Data provided:
+ + + + + + +

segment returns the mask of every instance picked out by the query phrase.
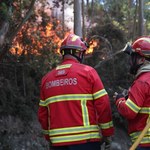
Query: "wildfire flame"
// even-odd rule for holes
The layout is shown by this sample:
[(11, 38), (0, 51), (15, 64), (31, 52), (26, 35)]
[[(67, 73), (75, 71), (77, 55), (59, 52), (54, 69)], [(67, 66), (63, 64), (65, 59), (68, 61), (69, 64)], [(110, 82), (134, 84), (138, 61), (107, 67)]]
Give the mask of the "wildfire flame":
[(89, 48), (87, 49), (86, 54), (91, 54), (91, 53), (93, 53), (93, 50), (94, 50), (95, 47), (97, 47), (97, 45), (98, 45), (98, 43), (97, 43), (96, 40), (90, 41), (90, 43), (89, 43)]
[[(59, 54), (59, 47), (63, 39), (60, 38), (58, 32), (63, 32), (63, 30), (60, 22), (57, 21), (56, 23), (56, 27), (52, 23), (48, 23), (45, 28), (43, 26), (23, 26), (15, 38), (10, 52), (14, 55), (28, 54), (29, 52), (34, 55), (41, 55), (41, 51), (46, 47), (48, 48), (48, 43), (51, 44), (52, 42), (52, 44), (56, 45), (55, 52)], [(66, 37), (69, 34), (70, 32), (66, 31), (64, 36)], [(90, 41), (86, 54), (93, 53), (93, 49), (96, 46), (96, 40)]]

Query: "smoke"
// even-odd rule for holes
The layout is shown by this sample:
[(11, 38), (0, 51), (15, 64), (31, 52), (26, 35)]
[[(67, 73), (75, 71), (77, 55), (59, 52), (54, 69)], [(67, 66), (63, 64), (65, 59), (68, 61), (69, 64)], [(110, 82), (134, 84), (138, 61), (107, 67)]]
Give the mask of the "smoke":
[[(45, 12), (48, 15), (52, 15), (53, 17), (56, 17), (58, 20), (62, 20), (62, 5), (61, 3), (59, 3), (59, 7), (54, 6), (54, 3), (51, 0), (48, 0), (49, 6), (45, 7)], [(68, 5), (68, 4), (64, 4), (64, 21), (65, 21), (65, 25), (72, 30), (73, 29), (73, 22), (74, 22), (74, 16), (73, 16), (73, 4), (72, 5)]]

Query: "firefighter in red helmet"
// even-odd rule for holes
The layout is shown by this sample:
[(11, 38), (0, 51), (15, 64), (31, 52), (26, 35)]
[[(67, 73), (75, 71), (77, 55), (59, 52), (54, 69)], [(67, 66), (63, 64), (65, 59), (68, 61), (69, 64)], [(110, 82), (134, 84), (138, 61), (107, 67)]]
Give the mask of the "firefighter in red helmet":
[(87, 44), (70, 34), (60, 47), (63, 60), (41, 82), (38, 118), (53, 150), (110, 147), (114, 128), (109, 98), (95, 69), (81, 64)]
[[(127, 45), (124, 52), (130, 55), (130, 73), (135, 80), (127, 98), (115, 93), (119, 113), (128, 120), (128, 131), (135, 142), (150, 119), (150, 37), (143, 36)], [(137, 150), (150, 149), (150, 129), (139, 143)]]

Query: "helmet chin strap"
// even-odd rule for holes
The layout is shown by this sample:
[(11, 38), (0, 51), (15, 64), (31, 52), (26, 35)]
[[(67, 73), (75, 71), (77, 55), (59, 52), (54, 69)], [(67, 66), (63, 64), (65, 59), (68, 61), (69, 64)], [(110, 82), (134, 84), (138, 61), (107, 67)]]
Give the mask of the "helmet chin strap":
[(83, 58), (84, 58), (84, 52), (80, 52), (79, 56), (75, 55), (75, 54), (71, 54), (72, 56), (74, 56), (80, 63), (83, 62)]

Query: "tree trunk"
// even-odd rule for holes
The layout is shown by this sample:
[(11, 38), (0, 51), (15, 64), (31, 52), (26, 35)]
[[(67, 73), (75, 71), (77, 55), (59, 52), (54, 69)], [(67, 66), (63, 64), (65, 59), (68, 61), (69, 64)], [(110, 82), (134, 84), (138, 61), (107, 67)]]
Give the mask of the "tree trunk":
[(74, 33), (82, 37), (81, 1), (74, 0)]

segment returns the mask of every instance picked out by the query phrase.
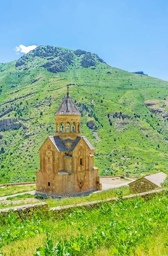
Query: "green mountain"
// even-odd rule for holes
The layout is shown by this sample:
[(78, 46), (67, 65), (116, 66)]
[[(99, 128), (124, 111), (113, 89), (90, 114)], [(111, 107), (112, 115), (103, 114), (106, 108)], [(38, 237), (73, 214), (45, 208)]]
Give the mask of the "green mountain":
[(0, 183), (35, 179), (70, 84), (100, 175), (168, 170), (168, 82), (81, 50), (39, 46), (0, 64)]

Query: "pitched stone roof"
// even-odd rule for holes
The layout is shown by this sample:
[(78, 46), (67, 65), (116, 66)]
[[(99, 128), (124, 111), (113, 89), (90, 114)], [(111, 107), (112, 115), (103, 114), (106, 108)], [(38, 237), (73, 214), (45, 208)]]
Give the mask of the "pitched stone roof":
[(150, 182), (152, 182), (153, 184), (154, 184), (158, 186), (161, 187), (161, 183), (164, 182), (166, 177), (166, 175), (164, 172), (158, 172), (158, 173), (156, 173), (155, 174), (152, 174), (151, 175), (149, 175), (148, 176), (145, 176), (140, 178), (140, 179), (138, 179), (138, 180), (136, 180), (130, 182), (128, 185), (129, 186), (130, 185), (132, 185), (133, 183), (140, 181), (142, 179), (145, 179), (145, 180), (147, 180)]
[(79, 110), (72, 99), (69, 93), (63, 99), (55, 115), (77, 115), (81, 116)]
[(64, 157), (66, 157), (66, 158), (68, 158), (68, 159), (70, 159), (70, 158), (72, 158), (72, 157), (71, 157), (70, 156), (64, 156)]
[(70, 139), (68, 138), (68, 139), (67, 139), (67, 140), (63, 140), (63, 142), (64, 142), (64, 143), (71, 142), (71, 143), (73, 143), (74, 142), (74, 141), (75, 141), (74, 140), (71, 140)]
[[(83, 139), (84, 140), (90, 150), (92, 150), (94, 149), (94, 148), (90, 142), (87, 140), (87, 138), (86, 138), (85, 136), (78, 136), (76, 137), (74, 141), (73, 141), (73, 143), (69, 149), (68, 149), (64, 145), (64, 141), (62, 141), (59, 136), (49, 136), (49, 138), (51, 140), (58, 152), (73, 151), (73, 150), (78, 145), (79, 142), (81, 139)], [(68, 139), (67, 140), (68, 140)]]

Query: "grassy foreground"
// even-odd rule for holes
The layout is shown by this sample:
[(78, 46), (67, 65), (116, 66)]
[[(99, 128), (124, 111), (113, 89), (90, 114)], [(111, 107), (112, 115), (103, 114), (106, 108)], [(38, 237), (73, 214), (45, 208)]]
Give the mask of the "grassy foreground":
[(0, 250), (6, 256), (167, 255), (168, 204), (165, 193), (76, 209), (59, 219), (42, 215), (21, 222), (11, 214), (0, 225)]
[[(65, 197), (61, 200), (53, 199), (51, 198), (49, 198), (47, 199), (40, 199), (35, 195), (29, 195), (29, 194), (25, 194), (24, 195), (18, 195), (14, 197), (7, 198), (7, 200), (11, 200), (11, 203), (10, 205), (7, 204), (5, 202), (0, 201), (0, 209), (8, 208), (9, 207), (12, 207), (19, 205), (25, 204), (26, 203), (23, 200), (27, 198), (36, 198), (37, 201), (35, 202), (32, 201), (29, 202), (29, 204), (34, 204), (36, 203), (40, 203), (42, 201), (44, 201), (47, 203), (50, 207), (56, 207), (57, 206), (62, 206), (64, 205), (68, 205), (70, 204), (76, 204), (81, 203), (85, 202), (90, 202), (96, 200), (103, 200), (107, 198), (110, 198), (114, 197), (119, 197), (121, 196), (127, 195), (129, 194), (129, 189), (128, 186), (123, 186), (120, 188), (114, 188), (108, 189), (106, 191), (102, 191), (98, 193), (91, 193), (87, 196), (73, 196)], [(16, 204), (14, 204), (13, 201), (15, 200), (22, 200), (20, 202), (17, 202)]]

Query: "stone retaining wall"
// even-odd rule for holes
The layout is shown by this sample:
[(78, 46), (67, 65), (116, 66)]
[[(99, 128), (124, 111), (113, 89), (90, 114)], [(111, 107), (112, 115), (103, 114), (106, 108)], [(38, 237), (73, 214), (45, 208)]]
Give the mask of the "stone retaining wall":
[(92, 201), (91, 202), (86, 202), (81, 203), (81, 204), (72, 204), (70, 205), (65, 205), (64, 206), (58, 206), (55, 207), (50, 208), (49, 210), (49, 213), (50, 215), (55, 215), (59, 214), (60, 213), (64, 213), (67, 212), (71, 212), (73, 209), (75, 208), (81, 208), (84, 207), (85, 208), (97, 208), (98, 207), (100, 204), (104, 202), (113, 203), (116, 202), (118, 200), (124, 200), (130, 199), (133, 199), (137, 196), (140, 196), (142, 198), (149, 198), (150, 197), (154, 196), (156, 194), (162, 193), (164, 190), (164, 189), (152, 190), (148, 192), (144, 192), (143, 193), (139, 193), (139, 194), (136, 194), (134, 195), (129, 195), (123, 196), (122, 198), (108, 198), (105, 200), (98, 200), (96, 201)]
[(19, 206), (10, 207), (0, 209), (0, 218), (6, 218), (11, 211), (18, 215), (18, 220), (25, 219), (26, 217), (32, 218), (35, 211), (39, 212), (48, 212), (49, 207), (48, 204), (42, 202), (38, 204), (31, 204)]
[(31, 181), (30, 182), (20, 182), (17, 183), (6, 183), (6, 184), (0, 184), (0, 188), (3, 186), (18, 186), (21, 185), (31, 185), (36, 184), (36, 181)]
[(118, 175), (112, 176), (102, 176), (100, 177), (100, 179), (105, 179), (106, 178), (118, 178), (119, 177), (126, 177), (126, 176), (127, 175)]
[(19, 206), (15, 206), (3, 209), (0, 209), (0, 218), (2, 218), (3, 219), (5, 219), (8, 216), (9, 212), (11, 211), (18, 215), (18, 220), (24, 220), (26, 217), (29, 218), (32, 218), (34, 212), (35, 211), (37, 214), (38, 212), (40, 213), (43, 212), (46, 216), (48, 215), (49, 216), (53, 215), (59, 216), (59, 214), (63, 215), (67, 212), (70, 212), (72, 211), (75, 208), (85, 208), (87, 209), (91, 209), (93, 208), (98, 208), (100, 204), (104, 202), (110, 202), (113, 203), (118, 200), (125, 200), (130, 199), (133, 199), (137, 196), (141, 196), (142, 198), (145, 198), (149, 199), (150, 198), (154, 196), (156, 194), (162, 193), (165, 190), (164, 189), (152, 190), (148, 192), (144, 192), (134, 195), (130, 195), (124, 196), (122, 198), (108, 198), (105, 200), (98, 200), (96, 201), (92, 201), (91, 202), (86, 202), (81, 204), (77, 204), (76, 205), (72, 204), (70, 205), (65, 205), (64, 206), (58, 206), (57, 207), (49, 208), (48, 204), (46, 203), (39, 203), (38, 204), (26, 204), (25, 205), (21, 205)]

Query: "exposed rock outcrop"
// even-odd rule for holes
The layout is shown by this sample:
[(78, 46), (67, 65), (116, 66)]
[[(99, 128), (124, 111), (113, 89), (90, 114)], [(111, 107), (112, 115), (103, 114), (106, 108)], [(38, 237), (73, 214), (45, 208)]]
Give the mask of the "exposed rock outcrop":
[(134, 74), (138, 74), (138, 75), (143, 75), (144, 76), (148, 76), (146, 74), (144, 74), (143, 71), (137, 71), (136, 72), (133, 72)]
[(85, 54), (87, 52), (85, 51), (83, 51), (83, 50), (80, 50), (79, 49), (78, 49), (78, 50), (75, 50), (74, 51), (74, 52), (76, 55), (81, 55), (82, 54)]
[(26, 64), (25, 62), (23, 61), (23, 60), (20, 59), (16, 61), (16, 67), (19, 67), (19, 66), (22, 66), (22, 65), (24, 65), (25, 64)]
[(90, 52), (87, 52), (82, 58), (81, 64), (84, 67), (88, 67), (91, 66), (95, 66), (96, 61)]
[(64, 72), (67, 70), (68, 64), (70, 65), (74, 61), (72, 52), (62, 52), (58, 58), (55, 60), (46, 62), (41, 66), (52, 73)]
[(17, 129), (22, 126), (21, 123), (17, 122), (17, 118), (8, 118), (0, 120), (0, 131), (4, 130), (7, 131), (10, 129)]
[(90, 128), (90, 129), (93, 129), (93, 130), (96, 130), (97, 127), (95, 125), (95, 122), (94, 120), (90, 120), (87, 122), (87, 126)]

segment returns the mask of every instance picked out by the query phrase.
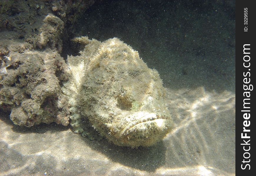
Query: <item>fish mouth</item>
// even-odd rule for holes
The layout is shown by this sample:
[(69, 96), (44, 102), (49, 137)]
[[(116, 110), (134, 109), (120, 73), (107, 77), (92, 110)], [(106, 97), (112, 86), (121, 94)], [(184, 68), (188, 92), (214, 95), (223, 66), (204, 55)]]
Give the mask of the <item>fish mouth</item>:
[[(148, 133), (151, 130), (163, 130), (167, 129), (169, 126), (167, 119), (162, 117), (154, 113), (143, 112), (143, 116), (140, 116), (138, 120), (131, 122), (130, 124), (123, 130), (122, 134), (128, 135), (129, 133), (138, 131), (142, 132), (142, 134)], [(137, 119), (142, 113), (138, 113)]]

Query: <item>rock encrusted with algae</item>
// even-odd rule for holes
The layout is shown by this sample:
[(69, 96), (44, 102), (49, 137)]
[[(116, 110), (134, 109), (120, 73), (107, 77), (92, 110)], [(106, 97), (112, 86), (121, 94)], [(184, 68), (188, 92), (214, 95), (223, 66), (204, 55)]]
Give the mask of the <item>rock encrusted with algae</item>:
[(149, 146), (162, 140), (172, 122), (157, 72), (116, 38), (74, 40), (85, 46), (80, 55), (68, 57), (70, 78), (61, 89), (69, 99), (74, 131), (83, 133), (88, 118), (117, 145)]
[(0, 64), (0, 107), (11, 111), (15, 124), (69, 123), (69, 104), (60, 86), (68, 78), (67, 65), (56, 50), (11, 51)]

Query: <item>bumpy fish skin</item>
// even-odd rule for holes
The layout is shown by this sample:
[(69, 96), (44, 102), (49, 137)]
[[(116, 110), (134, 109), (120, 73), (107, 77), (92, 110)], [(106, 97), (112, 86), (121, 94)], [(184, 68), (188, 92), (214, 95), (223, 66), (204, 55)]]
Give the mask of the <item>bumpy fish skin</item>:
[(69, 57), (71, 77), (62, 90), (69, 97), (75, 132), (83, 132), (87, 117), (100, 135), (118, 145), (149, 146), (161, 140), (173, 122), (157, 72), (116, 38), (74, 40), (85, 46), (80, 55)]

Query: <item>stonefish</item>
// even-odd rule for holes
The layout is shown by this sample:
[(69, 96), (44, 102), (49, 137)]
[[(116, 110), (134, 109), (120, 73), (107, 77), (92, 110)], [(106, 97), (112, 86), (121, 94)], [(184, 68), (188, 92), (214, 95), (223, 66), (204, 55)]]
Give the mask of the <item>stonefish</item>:
[(161, 140), (173, 122), (157, 72), (117, 38), (74, 40), (84, 49), (80, 55), (68, 57), (70, 77), (61, 89), (68, 97), (74, 132), (85, 130), (86, 117), (100, 135), (118, 145), (149, 146)]

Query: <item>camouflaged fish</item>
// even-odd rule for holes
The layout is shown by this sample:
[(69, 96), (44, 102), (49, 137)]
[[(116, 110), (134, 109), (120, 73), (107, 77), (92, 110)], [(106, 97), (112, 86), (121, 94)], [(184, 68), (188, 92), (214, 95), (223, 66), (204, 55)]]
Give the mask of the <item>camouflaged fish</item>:
[(173, 123), (157, 72), (116, 38), (74, 40), (85, 47), (80, 55), (68, 57), (70, 78), (62, 90), (69, 97), (75, 132), (85, 130), (86, 117), (118, 145), (149, 146), (161, 140)]

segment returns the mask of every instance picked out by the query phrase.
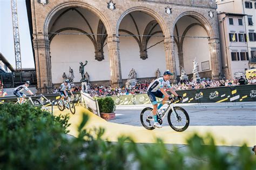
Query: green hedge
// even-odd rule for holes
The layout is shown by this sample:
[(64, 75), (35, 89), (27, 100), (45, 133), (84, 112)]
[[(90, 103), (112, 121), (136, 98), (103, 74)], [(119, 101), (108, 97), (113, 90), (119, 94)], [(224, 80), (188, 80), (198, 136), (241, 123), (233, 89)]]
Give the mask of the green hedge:
[(84, 114), (77, 138), (68, 138), (67, 116), (54, 117), (28, 105), (0, 105), (0, 169), (256, 168), (255, 157), (246, 145), (233, 155), (220, 151), (211, 135), (195, 134), (184, 151), (174, 147), (170, 152), (159, 139), (139, 144), (121, 137), (111, 142), (102, 139), (103, 129), (83, 130), (87, 120)]
[(113, 113), (116, 110), (114, 100), (110, 97), (99, 98), (97, 99), (100, 113)]

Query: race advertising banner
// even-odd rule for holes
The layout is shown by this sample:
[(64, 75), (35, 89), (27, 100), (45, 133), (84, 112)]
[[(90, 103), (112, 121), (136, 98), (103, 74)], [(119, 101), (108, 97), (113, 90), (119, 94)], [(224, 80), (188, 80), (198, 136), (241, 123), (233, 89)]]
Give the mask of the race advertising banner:
[[(176, 91), (183, 103), (256, 101), (256, 85)], [(171, 94), (168, 92), (169, 94)], [(150, 104), (147, 94), (112, 97), (116, 105)], [(157, 101), (161, 100), (157, 98)]]

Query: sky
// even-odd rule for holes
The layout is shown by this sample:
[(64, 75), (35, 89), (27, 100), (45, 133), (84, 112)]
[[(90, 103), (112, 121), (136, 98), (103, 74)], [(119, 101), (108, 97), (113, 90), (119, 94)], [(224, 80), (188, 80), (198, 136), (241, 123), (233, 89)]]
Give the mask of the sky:
[[(22, 67), (35, 68), (26, 2), (25, 0), (17, 0), (17, 2)], [(10, 0), (0, 0), (0, 52), (15, 69)]]

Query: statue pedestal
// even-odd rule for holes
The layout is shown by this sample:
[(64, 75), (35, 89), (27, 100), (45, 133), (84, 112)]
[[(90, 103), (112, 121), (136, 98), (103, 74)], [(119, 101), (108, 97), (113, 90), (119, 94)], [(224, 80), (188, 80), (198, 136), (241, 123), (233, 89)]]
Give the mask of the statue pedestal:
[(87, 81), (83, 81), (81, 83), (82, 91), (87, 92)]
[(135, 85), (136, 85), (136, 83), (138, 82), (138, 80), (137, 80), (134, 79), (127, 79), (127, 81), (130, 81), (130, 85), (132, 87), (135, 86)]
[(180, 79), (180, 80), (188, 80), (188, 76), (183, 76), (179, 78)]
[(201, 81), (201, 79), (200, 78), (200, 77), (195, 77), (193, 78), (193, 80), (194, 80), (194, 81), (196, 83), (200, 83), (200, 81)]

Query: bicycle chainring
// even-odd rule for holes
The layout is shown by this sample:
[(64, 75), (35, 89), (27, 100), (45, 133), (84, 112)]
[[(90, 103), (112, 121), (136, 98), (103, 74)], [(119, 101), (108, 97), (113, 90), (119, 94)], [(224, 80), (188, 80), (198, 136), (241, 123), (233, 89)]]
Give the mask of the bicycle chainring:
[(159, 124), (161, 125), (163, 124), (163, 120), (161, 119), (159, 115), (157, 115), (157, 121), (159, 123)]

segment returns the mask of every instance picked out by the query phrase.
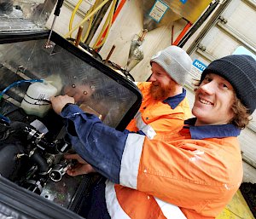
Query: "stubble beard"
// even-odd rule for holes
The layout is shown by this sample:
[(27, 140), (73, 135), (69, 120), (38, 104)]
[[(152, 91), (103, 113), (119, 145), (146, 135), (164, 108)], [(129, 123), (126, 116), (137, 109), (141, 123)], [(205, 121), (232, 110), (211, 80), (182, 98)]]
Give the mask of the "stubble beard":
[(155, 101), (164, 101), (169, 97), (171, 87), (169, 85), (150, 86), (150, 95)]

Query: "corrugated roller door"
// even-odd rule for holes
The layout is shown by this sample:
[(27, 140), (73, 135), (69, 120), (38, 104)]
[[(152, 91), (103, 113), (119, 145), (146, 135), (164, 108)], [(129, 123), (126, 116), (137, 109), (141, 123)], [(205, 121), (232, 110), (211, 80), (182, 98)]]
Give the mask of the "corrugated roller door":
[[(204, 37), (198, 37), (197, 44), (192, 48), (192, 60), (198, 66), (207, 66), (212, 61), (224, 55), (247, 51), (256, 59), (256, 1), (227, 0), (226, 8), (218, 19), (209, 22)], [(220, 7), (219, 7), (220, 8)], [(191, 47), (190, 47), (191, 48)], [(197, 69), (198, 70), (198, 69)], [(202, 70), (202, 69), (201, 69)], [(191, 78), (199, 78), (201, 73), (192, 72)], [(188, 83), (189, 86), (189, 82)], [(247, 129), (240, 135), (243, 158), (256, 168), (256, 112)], [(255, 173), (254, 173), (255, 174)], [(256, 176), (255, 182), (256, 182)]]

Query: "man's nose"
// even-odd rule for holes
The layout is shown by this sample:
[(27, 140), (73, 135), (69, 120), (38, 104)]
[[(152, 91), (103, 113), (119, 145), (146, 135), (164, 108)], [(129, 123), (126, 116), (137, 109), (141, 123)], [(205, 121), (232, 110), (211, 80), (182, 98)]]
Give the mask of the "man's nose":
[(205, 93), (207, 93), (208, 95), (212, 95), (215, 92), (215, 90), (217, 89), (217, 86), (216, 86), (214, 81), (211, 81), (211, 82), (208, 82), (207, 84), (201, 85), (201, 89)]

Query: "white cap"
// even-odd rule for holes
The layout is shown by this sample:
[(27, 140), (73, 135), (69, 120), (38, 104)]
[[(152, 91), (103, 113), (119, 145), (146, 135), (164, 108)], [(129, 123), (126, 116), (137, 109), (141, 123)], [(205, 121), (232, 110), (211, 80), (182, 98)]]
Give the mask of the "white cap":
[(169, 46), (153, 55), (150, 64), (156, 62), (175, 80), (183, 86), (192, 67), (190, 56), (178, 46)]

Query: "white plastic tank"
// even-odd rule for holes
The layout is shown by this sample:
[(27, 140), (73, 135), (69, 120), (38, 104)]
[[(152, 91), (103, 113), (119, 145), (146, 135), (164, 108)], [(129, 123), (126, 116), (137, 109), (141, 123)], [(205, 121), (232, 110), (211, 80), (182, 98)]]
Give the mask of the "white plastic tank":
[(56, 94), (57, 89), (49, 83), (33, 83), (28, 87), (20, 107), (28, 115), (42, 118), (51, 107), (49, 98)]

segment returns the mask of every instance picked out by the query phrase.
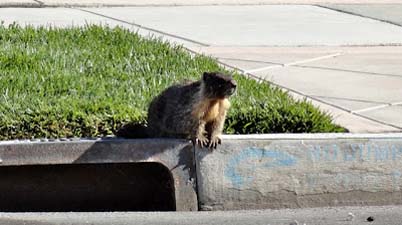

+ + + + + + +

Stated goal: Copy everything from the line containing "Query: <item>bumpy fish skin</item>" down to the line containing "146), (161, 140)]" in the entries, changing "layout" to "format" and leaving the rest the same.

Answer to this task:
Query: <item>bumpy fish skin</item>
// even-odd rule for holes
The format is shown by this sample:
[(69, 96), (44, 102), (49, 137)]
[[(116, 110), (134, 109), (120, 73), (107, 77), (92, 110)], [(106, 97), (112, 86), (121, 94)], [(184, 68), (188, 92), (214, 95), (223, 66), (204, 55)]]
Give the mask of the <item>bumpy fish skin</item>:
[(69, 57), (71, 77), (62, 90), (69, 97), (75, 132), (83, 132), (87, 117), (100, 135), (118, 145), (149, 146), (161, 140), (173, 122), (157, 72), (116, 38), (74, 40), (85, 46), (80, 55)]

Query: <item>stonefish</item>
// even-odd rule for holes
The format is shown by this sample:
[(69, 96), (44, 102), (49, 137)]
[[(116, 110), (134, 109), (120, 73), (107, 77), (92, 110)], [(106, 97), (112, 86), (121, 94)], [(184, 68), (188, 92), (214, 95), (223, 66), (204, 55)]]
Give the mask of the <item>stonefish</item>:
[(161, 140), (173, 122), (157, 72), (117, 38), (74, 40), (84, 49), (80, 55), (68, 57), (70, 77), (61, 89), (68, 97), (74, 132), (85, 130), (86, 117), (100, 135), (118, 145), (149, 146)]

Query: <item>camouflaged fish</item>
// even-odd rule for holes
The format is shown by this sample:
[(69, 96), (44, 102), (49, 137)]
[[(116, 110), (134, 109), (120, 73), (107, 77), (92, 110)], [(106, 97), (112, 86), (121, 94)], [(184, 68), (188, 92), (214, 95), (223, 66), (204, 55)]]
Give the mask of the <item>camouflaged fish</item>:
[(173, 123), (157, 72), (116, 38), (74, 40), (85, 47), (80, 55), (68, 57), (70, 78), (62, 90), (69, 97), (75, 132), (85, 130), (86, 117), (118, 145), (149, 146), (161, 140)]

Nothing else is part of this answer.